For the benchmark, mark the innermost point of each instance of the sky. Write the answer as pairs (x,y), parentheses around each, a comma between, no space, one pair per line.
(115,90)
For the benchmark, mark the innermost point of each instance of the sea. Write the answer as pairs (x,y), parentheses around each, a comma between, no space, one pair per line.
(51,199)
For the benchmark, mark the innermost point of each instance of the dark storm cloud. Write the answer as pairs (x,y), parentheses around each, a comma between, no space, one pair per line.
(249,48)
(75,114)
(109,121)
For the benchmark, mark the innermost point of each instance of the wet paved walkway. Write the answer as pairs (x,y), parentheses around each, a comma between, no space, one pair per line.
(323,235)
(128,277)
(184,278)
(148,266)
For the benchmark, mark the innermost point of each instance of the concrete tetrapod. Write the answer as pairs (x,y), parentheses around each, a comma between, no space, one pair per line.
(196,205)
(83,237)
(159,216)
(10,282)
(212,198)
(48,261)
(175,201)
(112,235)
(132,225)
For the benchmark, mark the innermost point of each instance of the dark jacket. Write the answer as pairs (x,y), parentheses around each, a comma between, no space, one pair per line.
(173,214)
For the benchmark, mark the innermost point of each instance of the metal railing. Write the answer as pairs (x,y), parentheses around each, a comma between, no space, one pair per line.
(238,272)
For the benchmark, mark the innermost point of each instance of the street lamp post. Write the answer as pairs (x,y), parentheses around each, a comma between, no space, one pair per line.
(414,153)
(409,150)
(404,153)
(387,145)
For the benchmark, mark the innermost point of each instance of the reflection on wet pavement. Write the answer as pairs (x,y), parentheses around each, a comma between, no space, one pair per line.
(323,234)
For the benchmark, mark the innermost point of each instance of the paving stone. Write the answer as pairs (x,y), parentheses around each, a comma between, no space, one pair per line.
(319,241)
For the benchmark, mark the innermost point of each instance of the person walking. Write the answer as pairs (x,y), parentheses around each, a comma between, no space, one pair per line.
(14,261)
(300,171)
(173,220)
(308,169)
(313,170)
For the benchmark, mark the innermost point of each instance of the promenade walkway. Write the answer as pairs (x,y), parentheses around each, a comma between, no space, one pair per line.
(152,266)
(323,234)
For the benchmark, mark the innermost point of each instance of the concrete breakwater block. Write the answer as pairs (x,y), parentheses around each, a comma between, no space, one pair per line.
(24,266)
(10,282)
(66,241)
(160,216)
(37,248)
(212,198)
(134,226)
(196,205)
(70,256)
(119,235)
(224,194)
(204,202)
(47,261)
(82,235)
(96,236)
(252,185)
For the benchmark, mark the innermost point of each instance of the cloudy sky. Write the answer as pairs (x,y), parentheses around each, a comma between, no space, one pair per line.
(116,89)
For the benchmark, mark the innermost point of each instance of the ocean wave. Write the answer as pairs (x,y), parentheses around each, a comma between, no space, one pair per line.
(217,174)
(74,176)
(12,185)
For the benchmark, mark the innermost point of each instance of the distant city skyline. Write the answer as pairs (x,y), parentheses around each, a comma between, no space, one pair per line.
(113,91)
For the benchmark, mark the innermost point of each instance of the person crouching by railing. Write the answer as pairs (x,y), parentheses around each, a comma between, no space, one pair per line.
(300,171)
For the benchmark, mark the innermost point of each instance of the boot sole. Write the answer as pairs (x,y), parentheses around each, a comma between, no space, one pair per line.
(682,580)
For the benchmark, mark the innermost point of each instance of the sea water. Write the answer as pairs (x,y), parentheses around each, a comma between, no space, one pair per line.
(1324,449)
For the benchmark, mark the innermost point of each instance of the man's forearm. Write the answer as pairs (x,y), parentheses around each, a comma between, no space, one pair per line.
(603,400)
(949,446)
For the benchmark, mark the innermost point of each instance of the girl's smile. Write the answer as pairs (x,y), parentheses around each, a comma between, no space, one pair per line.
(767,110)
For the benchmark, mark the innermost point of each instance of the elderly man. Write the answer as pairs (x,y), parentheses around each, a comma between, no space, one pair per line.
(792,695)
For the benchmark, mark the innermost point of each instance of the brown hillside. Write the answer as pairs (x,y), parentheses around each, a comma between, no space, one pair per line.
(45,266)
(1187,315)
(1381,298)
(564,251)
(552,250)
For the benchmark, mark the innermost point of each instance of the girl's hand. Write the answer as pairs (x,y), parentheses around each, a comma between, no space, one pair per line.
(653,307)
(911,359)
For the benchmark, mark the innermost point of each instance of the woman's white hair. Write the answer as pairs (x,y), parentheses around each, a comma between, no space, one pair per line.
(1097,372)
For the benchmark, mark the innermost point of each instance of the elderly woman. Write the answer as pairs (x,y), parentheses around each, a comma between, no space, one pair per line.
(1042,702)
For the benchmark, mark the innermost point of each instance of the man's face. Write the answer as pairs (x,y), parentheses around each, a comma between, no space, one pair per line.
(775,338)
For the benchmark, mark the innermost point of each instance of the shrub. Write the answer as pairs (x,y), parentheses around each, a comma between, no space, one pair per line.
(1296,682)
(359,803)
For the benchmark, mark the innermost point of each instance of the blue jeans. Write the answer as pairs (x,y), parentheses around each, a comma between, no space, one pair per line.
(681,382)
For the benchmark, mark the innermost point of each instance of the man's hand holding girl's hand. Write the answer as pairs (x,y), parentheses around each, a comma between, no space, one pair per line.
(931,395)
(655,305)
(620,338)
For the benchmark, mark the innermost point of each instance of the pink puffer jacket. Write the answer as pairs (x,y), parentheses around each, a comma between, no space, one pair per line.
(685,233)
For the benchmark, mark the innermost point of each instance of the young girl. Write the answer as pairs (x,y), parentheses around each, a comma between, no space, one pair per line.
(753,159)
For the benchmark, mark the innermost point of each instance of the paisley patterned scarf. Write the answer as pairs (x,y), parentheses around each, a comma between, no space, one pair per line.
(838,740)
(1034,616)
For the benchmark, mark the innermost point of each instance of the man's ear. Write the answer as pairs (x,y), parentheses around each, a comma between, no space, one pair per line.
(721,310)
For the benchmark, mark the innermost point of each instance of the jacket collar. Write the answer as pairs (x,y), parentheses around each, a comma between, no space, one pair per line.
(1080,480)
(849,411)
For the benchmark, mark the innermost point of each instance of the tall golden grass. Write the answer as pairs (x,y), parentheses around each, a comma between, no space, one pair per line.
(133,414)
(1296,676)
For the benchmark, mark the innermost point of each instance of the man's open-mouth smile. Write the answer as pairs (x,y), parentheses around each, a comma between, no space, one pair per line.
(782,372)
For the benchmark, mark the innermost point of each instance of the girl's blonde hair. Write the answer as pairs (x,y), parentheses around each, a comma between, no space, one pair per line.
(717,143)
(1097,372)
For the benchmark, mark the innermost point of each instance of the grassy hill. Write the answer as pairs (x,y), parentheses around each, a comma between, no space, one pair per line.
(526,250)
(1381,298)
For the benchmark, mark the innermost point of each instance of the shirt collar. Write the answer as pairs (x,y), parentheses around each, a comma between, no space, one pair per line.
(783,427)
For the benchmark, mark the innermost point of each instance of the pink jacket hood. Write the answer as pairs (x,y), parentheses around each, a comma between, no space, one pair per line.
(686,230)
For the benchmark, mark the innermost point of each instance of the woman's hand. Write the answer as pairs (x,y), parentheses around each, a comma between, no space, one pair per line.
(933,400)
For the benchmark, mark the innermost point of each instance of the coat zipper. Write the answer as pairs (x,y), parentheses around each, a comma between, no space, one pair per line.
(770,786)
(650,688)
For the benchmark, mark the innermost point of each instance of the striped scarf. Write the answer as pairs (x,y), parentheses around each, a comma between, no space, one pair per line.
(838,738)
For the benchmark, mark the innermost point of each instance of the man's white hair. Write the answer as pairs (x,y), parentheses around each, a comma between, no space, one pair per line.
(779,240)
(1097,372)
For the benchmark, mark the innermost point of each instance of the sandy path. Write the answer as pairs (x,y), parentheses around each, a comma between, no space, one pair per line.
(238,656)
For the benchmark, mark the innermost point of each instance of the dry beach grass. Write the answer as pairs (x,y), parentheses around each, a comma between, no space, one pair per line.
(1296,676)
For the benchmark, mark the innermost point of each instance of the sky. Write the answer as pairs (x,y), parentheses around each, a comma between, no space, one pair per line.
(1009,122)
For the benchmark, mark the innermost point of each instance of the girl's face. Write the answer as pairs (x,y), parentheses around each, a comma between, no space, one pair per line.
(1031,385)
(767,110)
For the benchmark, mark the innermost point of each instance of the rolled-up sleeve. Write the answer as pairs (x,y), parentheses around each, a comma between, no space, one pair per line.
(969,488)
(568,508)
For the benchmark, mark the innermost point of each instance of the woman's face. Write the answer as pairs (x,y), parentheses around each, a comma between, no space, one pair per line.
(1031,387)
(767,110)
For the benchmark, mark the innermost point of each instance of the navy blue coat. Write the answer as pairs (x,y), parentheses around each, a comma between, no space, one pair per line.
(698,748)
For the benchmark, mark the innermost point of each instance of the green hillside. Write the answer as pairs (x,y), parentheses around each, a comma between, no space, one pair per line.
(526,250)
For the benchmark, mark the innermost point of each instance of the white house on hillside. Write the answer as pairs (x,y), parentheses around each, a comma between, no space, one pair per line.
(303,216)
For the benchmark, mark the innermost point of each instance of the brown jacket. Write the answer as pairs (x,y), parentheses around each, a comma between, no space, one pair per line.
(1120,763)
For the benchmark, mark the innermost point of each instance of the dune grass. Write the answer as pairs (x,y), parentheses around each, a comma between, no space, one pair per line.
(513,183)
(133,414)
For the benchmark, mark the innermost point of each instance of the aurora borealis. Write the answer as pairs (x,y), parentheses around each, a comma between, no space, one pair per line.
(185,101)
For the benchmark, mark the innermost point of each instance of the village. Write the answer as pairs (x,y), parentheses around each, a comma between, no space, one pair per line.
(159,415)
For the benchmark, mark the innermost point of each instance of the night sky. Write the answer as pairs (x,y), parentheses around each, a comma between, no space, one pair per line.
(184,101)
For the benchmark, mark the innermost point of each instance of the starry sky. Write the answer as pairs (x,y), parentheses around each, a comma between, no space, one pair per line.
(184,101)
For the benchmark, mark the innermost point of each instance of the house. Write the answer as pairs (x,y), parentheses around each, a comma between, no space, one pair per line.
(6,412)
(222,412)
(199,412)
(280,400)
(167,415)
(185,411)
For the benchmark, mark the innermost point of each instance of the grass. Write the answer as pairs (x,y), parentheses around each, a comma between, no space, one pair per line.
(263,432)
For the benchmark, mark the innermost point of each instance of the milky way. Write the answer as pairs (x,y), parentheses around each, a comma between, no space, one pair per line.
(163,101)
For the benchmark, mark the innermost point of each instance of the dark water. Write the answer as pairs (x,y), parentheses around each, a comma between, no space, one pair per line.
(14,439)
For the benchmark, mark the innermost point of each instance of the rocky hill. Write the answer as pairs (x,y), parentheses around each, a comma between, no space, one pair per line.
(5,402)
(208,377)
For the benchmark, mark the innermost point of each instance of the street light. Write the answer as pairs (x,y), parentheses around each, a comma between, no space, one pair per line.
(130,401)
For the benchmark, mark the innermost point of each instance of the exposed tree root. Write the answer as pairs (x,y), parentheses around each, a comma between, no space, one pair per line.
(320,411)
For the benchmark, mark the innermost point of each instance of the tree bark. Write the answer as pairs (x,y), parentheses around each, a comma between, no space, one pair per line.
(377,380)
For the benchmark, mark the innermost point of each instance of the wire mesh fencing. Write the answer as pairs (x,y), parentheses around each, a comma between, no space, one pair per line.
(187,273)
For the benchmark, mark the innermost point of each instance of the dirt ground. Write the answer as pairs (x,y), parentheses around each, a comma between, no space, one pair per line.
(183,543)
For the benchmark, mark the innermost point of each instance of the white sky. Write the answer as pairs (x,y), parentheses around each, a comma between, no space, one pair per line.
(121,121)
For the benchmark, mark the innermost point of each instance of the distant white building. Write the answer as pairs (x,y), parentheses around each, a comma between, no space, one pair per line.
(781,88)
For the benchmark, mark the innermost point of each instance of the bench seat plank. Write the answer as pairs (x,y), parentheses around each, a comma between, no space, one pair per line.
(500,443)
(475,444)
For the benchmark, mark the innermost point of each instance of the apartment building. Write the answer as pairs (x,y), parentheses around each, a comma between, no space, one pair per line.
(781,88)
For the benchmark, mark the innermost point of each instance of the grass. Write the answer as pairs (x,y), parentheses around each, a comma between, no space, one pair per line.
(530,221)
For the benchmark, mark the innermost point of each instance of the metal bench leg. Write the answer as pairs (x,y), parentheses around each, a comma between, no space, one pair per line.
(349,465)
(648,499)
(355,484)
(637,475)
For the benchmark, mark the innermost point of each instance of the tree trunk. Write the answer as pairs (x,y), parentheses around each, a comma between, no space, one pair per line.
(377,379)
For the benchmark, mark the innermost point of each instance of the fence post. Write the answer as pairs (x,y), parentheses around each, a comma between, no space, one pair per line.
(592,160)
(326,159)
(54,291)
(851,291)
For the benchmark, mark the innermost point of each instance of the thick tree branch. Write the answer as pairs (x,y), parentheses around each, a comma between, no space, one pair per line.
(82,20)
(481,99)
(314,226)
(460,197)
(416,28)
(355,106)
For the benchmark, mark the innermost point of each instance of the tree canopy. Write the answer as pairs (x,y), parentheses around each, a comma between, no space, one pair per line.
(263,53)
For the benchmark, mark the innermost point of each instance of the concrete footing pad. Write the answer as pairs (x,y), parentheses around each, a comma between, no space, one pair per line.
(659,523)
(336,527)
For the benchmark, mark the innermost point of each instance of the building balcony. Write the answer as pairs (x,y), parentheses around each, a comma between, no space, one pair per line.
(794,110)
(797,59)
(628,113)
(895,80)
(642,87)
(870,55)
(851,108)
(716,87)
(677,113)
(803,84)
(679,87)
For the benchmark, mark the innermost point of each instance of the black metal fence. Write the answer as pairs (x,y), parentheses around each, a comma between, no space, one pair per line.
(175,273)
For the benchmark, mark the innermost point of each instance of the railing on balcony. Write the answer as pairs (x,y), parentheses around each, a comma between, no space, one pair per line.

_ _ _

*Directive*: The lines to reproduce run from the line containing "of the thick" to the end of the listing; write them out exactly and add nothing.

*The completed task*:
For the benchmark, mark the innermost point of each instance of the thick tree branch. Write the answer as pairs (x,y), parentheses around each, a comma between, no space, one pair per line.
(82,20)
(481,99)
(314,226)
(460,197)
(416,28)
(355,106)
For the benchmark, mark the innermost point of each instance of the tree canopy. Write the answer as pairs (x,y), parentheses around each, a comma between, no space, one pair per line.
(263,53)
For the benchmark, mark the innermost point of each instance of the concrete footing pad. Write the answer as pairs (x,y), parentheses around each, a comma between, no space, one pair per line.
(659,523)
(336,527)
For the benchmark, mark the innermost point of each instance of the building balcony. Write the answer as pairs (x,y), parentheses around each, a comma between, no space, one pair per line.
(794,110)
(797,59)
(628,113)
(895,80)
(642,87)
(870,55)
(851,108)
(716,87)
(677,113)
(803,84)
(679,87)
For the benchmark, mark the innermost point of each instance of the black metal fence. Write the answer as pairs (x,y), parentheses around each, a comma between, no space, one pair per line.
(175,273)
For the benchmark, mark the innermost point of each instance of the railing on balcony. Write the answer as pairs (x,y), parentheses around each, a comma between, no space, one pair per line.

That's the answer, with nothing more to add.